Depuis 2001, l’Union européenne a mis en place des garanties d’origine pour promouvoir l’énergie verte dans le cadre d’une économie de marché. Selon Maxence Cordiez, qui l'explique dans ce premier papier pour l'Institut Montaigne, le mécanisme est mal pensé et le consommateur peut utiliser de l’énergie estampillée “verte” qui émane en réalité de sources fossiles. Comment comprendre l’inefficacité de ce dispositif censé financer le déploiement des énergies renouvelables ? Comment créer le cercle vertueux à même, non seulement de financer de nouvelles capacités de production électrique faiblement carbonée, mais aussi d’accompagner l’émergence d’un système électrique stable, apte à se passer complètement des combustibles fossiles qui lui apportent aujourd’hui une large part de sa flexibilité ?

Données recueillies
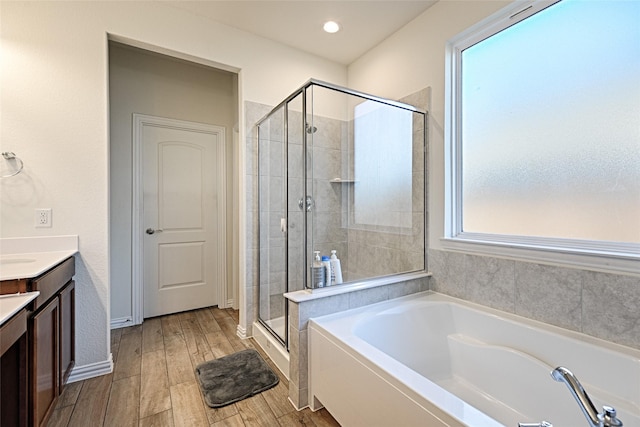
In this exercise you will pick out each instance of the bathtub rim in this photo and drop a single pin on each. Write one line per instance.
(371, 309)
(342, 334)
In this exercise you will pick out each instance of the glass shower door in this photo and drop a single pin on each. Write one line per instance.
(272, 228)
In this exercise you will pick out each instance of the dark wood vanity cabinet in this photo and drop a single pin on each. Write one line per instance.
(13, 371)
(51, 333)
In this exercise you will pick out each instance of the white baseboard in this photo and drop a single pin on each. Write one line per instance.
(121, 322)
(91, 370)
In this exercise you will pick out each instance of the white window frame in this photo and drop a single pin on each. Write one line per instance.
(606, 256)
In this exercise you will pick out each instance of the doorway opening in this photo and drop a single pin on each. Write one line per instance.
(144, 82)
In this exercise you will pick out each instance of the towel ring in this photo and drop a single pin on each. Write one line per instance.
(8, 155)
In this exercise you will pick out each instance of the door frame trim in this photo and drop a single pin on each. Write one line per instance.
(137, 226)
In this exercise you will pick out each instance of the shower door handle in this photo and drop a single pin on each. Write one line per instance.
(308, 202)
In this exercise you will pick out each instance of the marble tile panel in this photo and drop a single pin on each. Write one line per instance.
(611, 307)
(368, 296)
(320, 307)
(491, 282)
(327, 196)
(448, 273)
(549, 294)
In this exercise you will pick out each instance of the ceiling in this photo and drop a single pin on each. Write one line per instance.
(298, 23)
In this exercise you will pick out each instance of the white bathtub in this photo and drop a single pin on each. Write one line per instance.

● Consigne:
Reproduisez à l'identique, du premier au dernier mot, l'extrait consacré aux garanties d'origine de l'énergie verte.

● Corrigé:
Depuis 2001, l’Union européenne a mis en place des garanties d’origine pour promouvoir l’énergie verte dans le cadre d’une économie de marché. Selon Maxence Cordiez, qui l'explique dans ce premier papier pour l'Institut Montaigne, le mécanisme est mal pensé et le consommateur peut utiliser de l’énergie estampillée “verte” qui émane en réalité de sources fossiles. Comment comprendre l’inefficacité de ce dispositif censé financer le déploiement des énergies renouvelables ? Comment créer le cercle vertueux à même, non seulement de financer de nouvelles capacités de production électrique faiblement carbonée, mais aussi d’accompagner l’émergence d’un système électrique stable, apte à se passer complètement des combustibles fossiles qui lui apportent aujourd’hui une large part de sa flexibilité ?